Pull out each line of the items below that contains the string "support". Case counts, so a line only qualifies if the capitalization matches.

■ Records supplied
------------------------------------------------------------
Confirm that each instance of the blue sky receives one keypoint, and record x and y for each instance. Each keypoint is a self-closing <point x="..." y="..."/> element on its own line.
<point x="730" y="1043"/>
------------------------------------------------------------
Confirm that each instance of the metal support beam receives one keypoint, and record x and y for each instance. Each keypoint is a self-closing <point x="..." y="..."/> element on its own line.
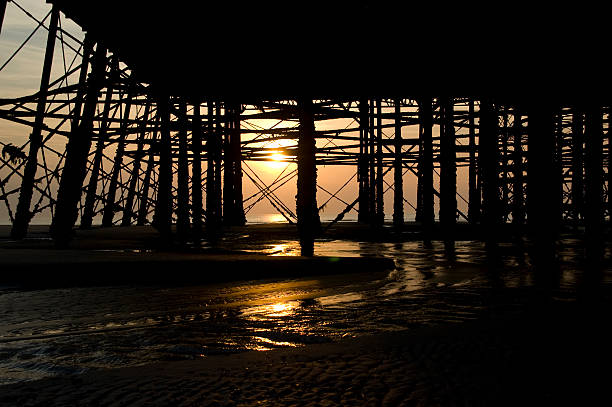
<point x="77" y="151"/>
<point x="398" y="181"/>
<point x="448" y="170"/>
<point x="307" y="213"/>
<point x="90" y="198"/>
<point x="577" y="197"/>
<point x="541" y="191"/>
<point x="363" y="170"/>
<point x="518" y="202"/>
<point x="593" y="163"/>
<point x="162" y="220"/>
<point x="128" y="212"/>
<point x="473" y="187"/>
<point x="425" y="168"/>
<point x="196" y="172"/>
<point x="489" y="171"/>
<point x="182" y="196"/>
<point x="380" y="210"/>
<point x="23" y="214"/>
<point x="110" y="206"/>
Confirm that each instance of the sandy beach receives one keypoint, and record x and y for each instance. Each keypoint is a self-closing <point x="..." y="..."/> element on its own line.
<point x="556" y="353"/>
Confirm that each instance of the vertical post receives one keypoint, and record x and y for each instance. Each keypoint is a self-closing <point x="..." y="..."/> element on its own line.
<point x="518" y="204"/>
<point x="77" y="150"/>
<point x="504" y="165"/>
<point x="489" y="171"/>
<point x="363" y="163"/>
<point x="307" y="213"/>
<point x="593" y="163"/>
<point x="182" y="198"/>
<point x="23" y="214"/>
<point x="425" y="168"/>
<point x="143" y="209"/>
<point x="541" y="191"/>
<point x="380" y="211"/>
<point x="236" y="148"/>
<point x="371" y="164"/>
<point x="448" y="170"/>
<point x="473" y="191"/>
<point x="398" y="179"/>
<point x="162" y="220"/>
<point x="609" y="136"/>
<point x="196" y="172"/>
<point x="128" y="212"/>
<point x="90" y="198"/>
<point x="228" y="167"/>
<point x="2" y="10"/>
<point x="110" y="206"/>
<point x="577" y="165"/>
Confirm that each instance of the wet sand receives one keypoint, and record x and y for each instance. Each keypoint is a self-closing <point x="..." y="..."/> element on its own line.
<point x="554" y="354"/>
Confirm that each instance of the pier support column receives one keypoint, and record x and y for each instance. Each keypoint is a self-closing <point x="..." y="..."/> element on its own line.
------------------------------------------------------------
■ Result of the exercise
Confirm that each instance of the metal support beam receives one keypoint, and record x and y for each instance. Each keypoint is a self-closing <point x="..." y="..."/> element on its own line.
Confirm that each instance of the pier support column receives one keypoint, and record x and y for each instance. Each keypoint is a self-closing <point x="..." y="..."/> element on its own line.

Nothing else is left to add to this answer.